» **Provided entries**:
_____
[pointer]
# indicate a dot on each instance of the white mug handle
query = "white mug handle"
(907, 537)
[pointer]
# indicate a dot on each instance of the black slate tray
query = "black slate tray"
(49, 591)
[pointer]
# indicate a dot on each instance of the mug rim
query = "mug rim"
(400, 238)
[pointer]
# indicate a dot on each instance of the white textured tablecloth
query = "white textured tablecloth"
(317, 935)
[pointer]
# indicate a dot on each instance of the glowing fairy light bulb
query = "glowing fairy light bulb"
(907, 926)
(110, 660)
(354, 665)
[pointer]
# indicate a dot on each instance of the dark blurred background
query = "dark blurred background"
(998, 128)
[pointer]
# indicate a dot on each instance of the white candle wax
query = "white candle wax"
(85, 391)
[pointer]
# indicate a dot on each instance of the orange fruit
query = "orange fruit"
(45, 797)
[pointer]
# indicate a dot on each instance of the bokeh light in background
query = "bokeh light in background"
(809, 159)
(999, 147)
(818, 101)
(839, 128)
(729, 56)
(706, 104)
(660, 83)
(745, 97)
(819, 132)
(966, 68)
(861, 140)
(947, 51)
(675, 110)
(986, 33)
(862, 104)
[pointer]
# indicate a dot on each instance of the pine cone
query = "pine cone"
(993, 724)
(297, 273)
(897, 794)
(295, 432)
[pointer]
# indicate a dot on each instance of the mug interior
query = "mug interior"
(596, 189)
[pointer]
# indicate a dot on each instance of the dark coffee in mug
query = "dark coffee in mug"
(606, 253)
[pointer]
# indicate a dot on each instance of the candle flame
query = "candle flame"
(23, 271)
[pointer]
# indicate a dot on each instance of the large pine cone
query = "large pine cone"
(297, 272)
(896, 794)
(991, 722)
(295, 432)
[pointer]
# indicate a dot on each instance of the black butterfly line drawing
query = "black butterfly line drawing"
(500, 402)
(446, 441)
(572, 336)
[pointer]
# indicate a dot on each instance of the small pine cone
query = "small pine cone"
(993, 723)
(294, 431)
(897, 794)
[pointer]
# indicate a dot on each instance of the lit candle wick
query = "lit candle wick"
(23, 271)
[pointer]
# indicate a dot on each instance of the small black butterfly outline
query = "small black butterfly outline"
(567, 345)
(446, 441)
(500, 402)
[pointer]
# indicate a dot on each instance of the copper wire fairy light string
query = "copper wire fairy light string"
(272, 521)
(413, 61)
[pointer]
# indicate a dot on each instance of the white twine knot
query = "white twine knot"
_____
» **Task objective**:
Print the data above exactly as it reads.

» **Answer area**:
[pointer]
# indicate a dot on each instance of the white mug handle
query = "white mug handle"
(907, 537)
[pointer]
# indicate a dot on each instance of the black slate tray
query = "black slate tray"
(49, 591)
[pointer]
# indicate a dot on each instance of the mug rim
query = "mug rim"
(400, 238)
[pointer]
# indicate a dot on each instance of the white textured tablecloth
query = "white textured tablecloth"
(317, 935)
[pointer]
# indicate a dot on each instance of the glowing fairy light bulb
query = "glowing fairy light bulb"
(907, 926)
(110, 660)
(354, 665)
[pointer]
# indicate a dot on each instance of the dark blurred background
query = "dark blurred background"
(998, 128)
[pointer]
# indicate a dot on each instance of the white candle wax
query = "white candle wax"
(85, 391)
[pointer]
# indicate a dot on each instance of the orange fruit
query = "orange fruit"
(45, 797)
[pointer]
# indicate a dot on each instance of the bokeh light in background
query = "bokeh light in background"
(809, 159)
(999, 147)
(818, 101)
(839, 128)
(729, 56)
(706, 104)
(660, 83)
(745, 97)
(819, 132)
(966, 68)
(861, 140)
(947, 51)
(675, 110)
(986, 33)
(862, 104)
[pointer]
# indicate a dot on each instance of the pine cone
query = "pine cone"
(993, 724)
(297, 273)
(897, 794)
(295, 432)
[pointer]
# indicate a dot on each instance of the mug interior
query = "mug interior"
(596, 189)
[pointer]
# indicate a dot on each instance of the dark coffee in mug
query = "dark coffee in mug"
(606, 253)
[pointer]
# indicate a dot on each instance of the candle flame
query = "candle flame"
(23, 271)
[pointer]
# indicate a dot on each instance of the large pine cone
query = "large pine cone"
(297, 272)
(896, 794)
(991, 722)
(295, 432)
[pointer]
# indicate a dot on each instance of the black butterfly line drawing
query = "black butterfly line drawing"
(500, 402)
(446, 441)
(572, 336)
[pointer]
# indicate a dot on each instance of the small pine cone
query = "small pine cone"
(993, 723)
(294, 431)
(897, 794)
[pointer]
# indicate a dot on each instance of the lit candle wick
query = "lit candle wick"
(23, 271)
[pointer]
# indicate a dot on each instance of the small black butterfly outline
query = "small black butterfly outline"
(567, 345)
(446, 441)
(500, 402)
[pointer]
# indicate a dot on each instance of the copper wire fairy light string
query = "copper wire fairy light string"
(272, 521)
(413, 61)
[pointer]
# indicate a dot on each instance of the white twine knot
query = "white twine knot"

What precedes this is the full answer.